Gaslighting and gotchas — breaking down the ‘Rabbit R1 is just an app’ controversy

Rabbit OS from the Rabbit R1 running on Android and iOS
(Image credit: Mishaal Rahman / Android Authority, Will Hobick / Flutterflow, Rabbit)

Well, this has been an interesting week for the Rabbit R1 to say the least! After riding on a wave of hype at CES 2024 (we actually gave it our ‘best in show’ award), the final hardware and software did not live up to those expectations.

These elements have only made the scrutiny louder about why the software behind the R1, named Rabbit OS, couldn’t have just been an app you use on your phone, rather than an additional device to carry around. And almost too perfectly timed, Android Authority reported that it is actually “just an Android app.”

After a strong defense from Rabbit CEO Jesse Lyu, this is starting to become popcorn-worthy, so I started to look deeper. The reality falls into a giant, complicated gray area that I’ll try and pick apart by going through what happened beat-by-beat, and making sense of what’s actually going on.

But first, let’s start by addressing that key question that is on everyone’s lips…or typing fingers.

Why isn’t Rabbit just an app?

Rabbit R1

(Image credit: Tom's Guide)

It’s one that I saw regularly under my post on Tom’s Guide’s TikTok. Not only that, but it’s a fair one to ask too — especially in the currently rough state that the Rabbit R1 is in right now. 

The fire around this has been further fuelled by two key developments. 

  • First, Android Authority’s Mishaal Rahman took a look at the code that runs the R1 and found that Rabbit OS is an APK (Android Application Package) running with Android 13 on the device. With that info, the publication has been able to install the R1 app on a Pixel 6a.
  • And second, Flutterflow’s Will Hobick has also got Rabbit R1 software emulation working on iOS.

Lyu has vehemently argued against this in a statement sent to Android Authority — starting bluntly with “rabbit r1 is not an Android App,” and then talking about how the company is aware of “rabbit OS app/website emulators.” 

Alongside this, he warns of the “significant risks” carried by “using a bootlegged APK or webclient,” and how “rabbit OS and LAM run on the cloud.” The main reason for this defence is that Lyu believes calling an Android app is too simplistic for what it is. But in this situation, awkwardly, both Rabbit and Android Authority are right. It all comes down to semantics.

On one side, you have a CEO calling it an operating system, but a thorough piece of journalism proving it is indeed an APK that could be installed onto any phone — an app. I get that rabbit OS is part of the meticulous branding exercise around the device (alongside calling the AI agents that fuel the Large Action Model “Rabbits”). 

However, according to Oxford Dictionary, an operating system is the “low-level software that supports a computer’s basic functions.” Rabbit’s different interpretation of what an OS is — an app file that is a transactional tool between the device and the LAM and LLM running on the cloud (which acts like low-level software) — seems to be a sore spot that is causing accusations of gaslighting.

REQUIRED ACTIONS
A: According to the article on the Rabbit R1 controversy, which phone did Android Authority install the R1 app on?
B: Quote the article on the Rabbit R1 controversy from "(Image credit: Tom's" up to and including "in right now.".

(Data entries)
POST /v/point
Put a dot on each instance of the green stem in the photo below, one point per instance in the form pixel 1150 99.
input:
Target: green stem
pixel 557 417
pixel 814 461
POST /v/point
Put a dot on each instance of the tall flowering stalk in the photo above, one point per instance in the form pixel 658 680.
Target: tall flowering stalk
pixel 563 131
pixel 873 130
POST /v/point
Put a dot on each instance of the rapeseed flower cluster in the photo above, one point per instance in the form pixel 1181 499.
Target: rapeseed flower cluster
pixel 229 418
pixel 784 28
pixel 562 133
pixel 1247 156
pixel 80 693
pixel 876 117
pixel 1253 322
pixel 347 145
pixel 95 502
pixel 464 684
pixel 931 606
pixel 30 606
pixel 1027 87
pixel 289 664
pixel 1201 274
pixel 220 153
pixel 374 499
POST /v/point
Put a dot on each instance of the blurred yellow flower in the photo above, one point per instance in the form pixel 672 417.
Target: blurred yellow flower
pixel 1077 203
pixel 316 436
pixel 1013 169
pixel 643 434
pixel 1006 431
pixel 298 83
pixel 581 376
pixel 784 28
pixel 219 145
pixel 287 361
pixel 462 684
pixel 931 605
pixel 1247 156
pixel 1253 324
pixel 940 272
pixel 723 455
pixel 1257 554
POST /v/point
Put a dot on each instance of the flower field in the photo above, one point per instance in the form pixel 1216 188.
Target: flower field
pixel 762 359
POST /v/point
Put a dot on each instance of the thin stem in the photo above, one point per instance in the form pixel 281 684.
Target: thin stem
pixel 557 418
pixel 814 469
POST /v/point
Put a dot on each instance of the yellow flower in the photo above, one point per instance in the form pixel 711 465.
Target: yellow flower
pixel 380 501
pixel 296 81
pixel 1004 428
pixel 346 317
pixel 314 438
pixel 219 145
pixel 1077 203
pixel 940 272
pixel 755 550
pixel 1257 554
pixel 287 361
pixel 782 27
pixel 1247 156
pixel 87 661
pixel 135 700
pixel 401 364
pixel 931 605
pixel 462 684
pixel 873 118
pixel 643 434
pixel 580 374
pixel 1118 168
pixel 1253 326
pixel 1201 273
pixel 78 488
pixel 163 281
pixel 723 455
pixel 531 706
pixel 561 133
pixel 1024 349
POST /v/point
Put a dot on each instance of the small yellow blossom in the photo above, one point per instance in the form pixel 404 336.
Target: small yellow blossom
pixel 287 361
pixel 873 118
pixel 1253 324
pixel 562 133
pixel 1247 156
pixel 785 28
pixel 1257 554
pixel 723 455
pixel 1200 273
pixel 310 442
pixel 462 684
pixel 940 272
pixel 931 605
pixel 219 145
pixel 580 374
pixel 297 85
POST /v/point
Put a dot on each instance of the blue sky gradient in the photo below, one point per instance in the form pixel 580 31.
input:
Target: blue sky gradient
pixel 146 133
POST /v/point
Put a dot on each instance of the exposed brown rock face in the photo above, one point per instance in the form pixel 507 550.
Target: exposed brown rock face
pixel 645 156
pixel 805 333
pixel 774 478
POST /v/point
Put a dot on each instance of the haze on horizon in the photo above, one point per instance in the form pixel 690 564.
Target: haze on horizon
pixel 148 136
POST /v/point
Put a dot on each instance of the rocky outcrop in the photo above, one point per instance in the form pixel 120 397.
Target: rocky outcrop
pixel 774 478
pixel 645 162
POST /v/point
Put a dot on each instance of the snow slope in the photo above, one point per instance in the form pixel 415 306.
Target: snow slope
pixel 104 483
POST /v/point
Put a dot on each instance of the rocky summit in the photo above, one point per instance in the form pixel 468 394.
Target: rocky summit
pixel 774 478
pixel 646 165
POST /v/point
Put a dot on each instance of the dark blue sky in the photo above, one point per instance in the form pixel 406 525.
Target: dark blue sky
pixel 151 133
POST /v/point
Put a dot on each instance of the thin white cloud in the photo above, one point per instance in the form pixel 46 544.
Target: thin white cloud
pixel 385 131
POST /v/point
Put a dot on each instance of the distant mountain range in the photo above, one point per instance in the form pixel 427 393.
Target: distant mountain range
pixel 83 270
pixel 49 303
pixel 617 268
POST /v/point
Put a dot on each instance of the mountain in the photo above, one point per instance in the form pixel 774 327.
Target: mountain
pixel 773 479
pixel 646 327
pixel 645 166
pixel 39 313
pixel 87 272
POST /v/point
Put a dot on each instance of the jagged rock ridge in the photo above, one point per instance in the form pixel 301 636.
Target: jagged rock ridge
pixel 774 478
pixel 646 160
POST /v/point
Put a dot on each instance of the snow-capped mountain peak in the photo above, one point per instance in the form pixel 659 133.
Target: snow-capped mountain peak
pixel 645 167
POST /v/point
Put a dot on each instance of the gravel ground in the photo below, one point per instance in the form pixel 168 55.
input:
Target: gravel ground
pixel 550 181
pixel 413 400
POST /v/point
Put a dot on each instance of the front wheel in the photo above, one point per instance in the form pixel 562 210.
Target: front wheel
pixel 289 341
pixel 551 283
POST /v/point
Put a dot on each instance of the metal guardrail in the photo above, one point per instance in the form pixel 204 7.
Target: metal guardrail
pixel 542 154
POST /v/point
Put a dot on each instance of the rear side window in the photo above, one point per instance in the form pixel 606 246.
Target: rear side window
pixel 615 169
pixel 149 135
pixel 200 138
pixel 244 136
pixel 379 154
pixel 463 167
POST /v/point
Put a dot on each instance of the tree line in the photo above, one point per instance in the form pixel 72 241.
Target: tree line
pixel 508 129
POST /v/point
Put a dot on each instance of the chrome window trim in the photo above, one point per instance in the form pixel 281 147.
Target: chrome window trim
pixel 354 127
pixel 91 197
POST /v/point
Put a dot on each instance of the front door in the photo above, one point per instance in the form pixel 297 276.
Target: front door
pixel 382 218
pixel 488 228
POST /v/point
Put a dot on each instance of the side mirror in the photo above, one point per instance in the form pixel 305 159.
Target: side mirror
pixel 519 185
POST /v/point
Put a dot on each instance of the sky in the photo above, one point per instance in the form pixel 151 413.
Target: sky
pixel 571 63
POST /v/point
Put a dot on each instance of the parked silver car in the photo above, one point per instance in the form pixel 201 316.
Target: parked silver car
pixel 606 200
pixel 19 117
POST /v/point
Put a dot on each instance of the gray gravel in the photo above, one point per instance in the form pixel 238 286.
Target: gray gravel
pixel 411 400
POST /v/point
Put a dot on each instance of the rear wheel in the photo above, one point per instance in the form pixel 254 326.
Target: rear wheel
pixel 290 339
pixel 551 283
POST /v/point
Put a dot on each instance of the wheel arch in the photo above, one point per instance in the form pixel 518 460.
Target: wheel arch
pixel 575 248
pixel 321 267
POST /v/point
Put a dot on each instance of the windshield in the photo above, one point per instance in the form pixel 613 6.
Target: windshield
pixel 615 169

TASK-BY-TASK OUTPUTS
A: A Pixel 6a.

B:
(Image credit: Tom's Guide)

It’s one that I saw regularly under my post on Tom’s Guide’s TikTok. Not only that, but it’s a fair one to ask too — especially in the currently rough state that the Rabbit R1 is in right now.